Count Otto Wilhelm von Königsmarck (5 January 1639 – 5 September 1688) was a German nobleman from Minden, who became Swedish military officer.

Early life 
Königsmarck was born in Northern Germany, as the son of Count Hans Christoff von Königsmarck and his wife, Barabara Maria Agathe von Leesten (1608-1671). He was brother of Count Conrad Christoff von Königsmarck and uncle of Aurora von Königsmarck, Amalia Wilhelmina von Königsmarck, Philip Christoph von Königsmarck and Karl Johann von Königsmarck.

Education 
After his parents settled in Stade in 1645, his mother ensured that her son had a good education. Initially, Königsmarck was probably taught by the scholar Johann Heinrich Tonsor, but Esaias von Pufendorf was his preceptor (private tutor). He studied at the University of Jena for over three years, where he became Rector magnificus due to his noble descent. He then briefly visited the universities in Tübingen, Strasbourg, Basel, then the University of Geneva, Blois and Angers and did the Grand Tour that was customary at the time.

▸ Instructions
[1] Copy the passage of the Königsmarck biography starting with "Count Otto Wilhelm" and going on through "Johann von Königsmarck.".
[2] Answer these questions from the Königsmarck biography:
(a) Who was Königsmarck's father?
(b) In what year did his parents settle in Stade?
(c) Who served as his preceptor?
[3] According to the Königsmarck biography, why did Königsmarck become Rector magnificus at the University of Jena?
The listing that follows comes from a separate source, not from the Königsmarck biography.

▸ Recorded information
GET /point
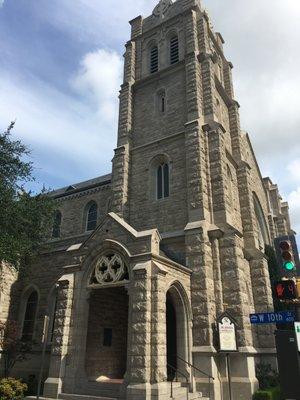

▸ Solutions per task
[1]
Count Otto Wilhelm von Königsmarck (5 January 1639 – 5 September 1688) was a German nobleman from Minden, who became Swedish military officer.

Early life 
Königsmarck was born in Northern Germany, as the son of Count Hans Christoff von Königsmarck and his wife, Barabara Maria Agathe von Leesten (1608-1671). He was brother of Count Conrad Christoff von Königsmarck and uncle of Aurora von Königsmarck, Amalia Wilhelmina von Königsmarck, Philip Christoph von Königsmarck and Karl Johann von Königsmarck.

[2]
(a) Count Hans Christoff von Königsmarck
(b) 1645
(c) Esaias von Pufendorf

[3] He became Rector magnificus there because of his noble descent.